▶ [THE PROBLEM]:
Reproduce all the entries exactly.

▶ [MATERIAL FOR THIS TASK]:
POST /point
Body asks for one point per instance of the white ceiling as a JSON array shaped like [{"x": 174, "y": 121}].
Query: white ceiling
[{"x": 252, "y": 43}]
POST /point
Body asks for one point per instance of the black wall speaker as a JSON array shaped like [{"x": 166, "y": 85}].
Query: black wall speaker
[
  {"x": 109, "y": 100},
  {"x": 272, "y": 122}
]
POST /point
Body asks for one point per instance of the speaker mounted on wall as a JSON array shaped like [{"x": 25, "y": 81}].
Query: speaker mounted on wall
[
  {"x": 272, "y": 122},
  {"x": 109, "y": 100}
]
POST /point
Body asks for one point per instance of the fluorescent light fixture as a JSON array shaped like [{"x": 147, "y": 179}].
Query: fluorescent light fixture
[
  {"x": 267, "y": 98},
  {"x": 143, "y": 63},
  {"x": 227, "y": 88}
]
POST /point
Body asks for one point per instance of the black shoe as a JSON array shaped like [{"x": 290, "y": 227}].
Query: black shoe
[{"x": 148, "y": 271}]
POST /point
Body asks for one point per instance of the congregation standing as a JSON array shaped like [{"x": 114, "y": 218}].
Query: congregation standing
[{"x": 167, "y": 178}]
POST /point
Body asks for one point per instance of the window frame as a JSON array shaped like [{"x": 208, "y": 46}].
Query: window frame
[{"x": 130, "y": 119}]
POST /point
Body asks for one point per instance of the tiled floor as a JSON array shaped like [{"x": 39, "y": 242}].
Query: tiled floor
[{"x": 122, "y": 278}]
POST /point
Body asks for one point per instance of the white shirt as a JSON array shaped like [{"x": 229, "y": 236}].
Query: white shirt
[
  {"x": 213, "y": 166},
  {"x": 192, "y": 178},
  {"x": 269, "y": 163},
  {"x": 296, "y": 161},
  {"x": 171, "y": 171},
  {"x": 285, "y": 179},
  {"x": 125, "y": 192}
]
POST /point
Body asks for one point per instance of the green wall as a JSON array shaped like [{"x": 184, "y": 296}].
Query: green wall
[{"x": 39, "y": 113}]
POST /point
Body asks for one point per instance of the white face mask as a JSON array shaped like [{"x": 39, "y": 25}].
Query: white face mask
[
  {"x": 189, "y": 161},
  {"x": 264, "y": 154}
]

▶ [YOUR RESPONSE]:
POST /point
Body asks for one point per instance of the white ceiling as a JSON array shaped like [{"x": 174, "y": 121}].
Query: white ceiling
[{"x": 252, "y": 43}]
POST /point
Body asks for one point per instance of the black wall speaker as a JSON array shaped like [{"x": 166, "y": 85}].
Query: black wall speaker
[
  {"x": 109, "y": 100},
  {"x": 272, "y": 122}
]
POST /point
Body asks for one point per instance of the speaker mounted on wall as a JSON array shaped like [{"x": 25, "y": 81}].
Query: speaker mounted on wall
[
  {"x": 272, "y": 122},
  {"x": 109, "y": 100}
]
POST /point
Body asks for one point per instance of the fluorescent light fixture as a JSON array shaped like [{"x": 147, "y": 179}].
Query: fluorescent light fixture
[
  {"x": 267, "y": 98},
  {"x": 143, "y": 63},
  {"x": 227, "y": 88}
]
POST /point
Body asks for one point per instance of the black shoe as a JSON array shaped like [{"x": 290, "y": 227}].
Query: black shoe
[{"x": 148, "y": 271}]
POST /point
Body asks for one point per instance of the congregation standing as a JSON array shaped like [{"x": 114, "y": 218}].
Query: congregation standing
[{"x": 167, "y": 178}]
POST /point
Body asks for one point per instance of the window frame as a JSON array shaped like [{"x": 208, "y": 46}].
Query: window frame
[{"x": 130, "y": 119}]
POST /point
Body asks for one point per instance of the tiled floor as a JSON array shaped like [{"x": 39, "y": 242}].
Query: tiled floor
[{"x": 122, "y": 278}]
POST /point
Body asks for one point per instance of the white shirt as a JSON array shaped like [{"x": 229, "y": 236}].
Query: white shirt
[
  {"x": 213, "y": 166},
  {"x": 192, "y": 178},
  {"x": 269, "y": 163},
  {"x": 296, "y": 161},
  {"x": 171, "y": 171},
  {"x": 285, "y": 179},
  {"x": 125, "y": 192}
]
POST /point
Body asks for one point per instance of the green wall as a JSON array shaped like [{"x": 184, "y": 296}].
Query: green wall
[{"x": 39, "y": 113}]
POST /point
Body asks for one point per instance of the white face mask as a JSON array shaped like [{"x": 39, "y": 25}].
Query: white face mask
[
  {"x": 189, "y": 161},
  {"x": 264, "y": 154}
]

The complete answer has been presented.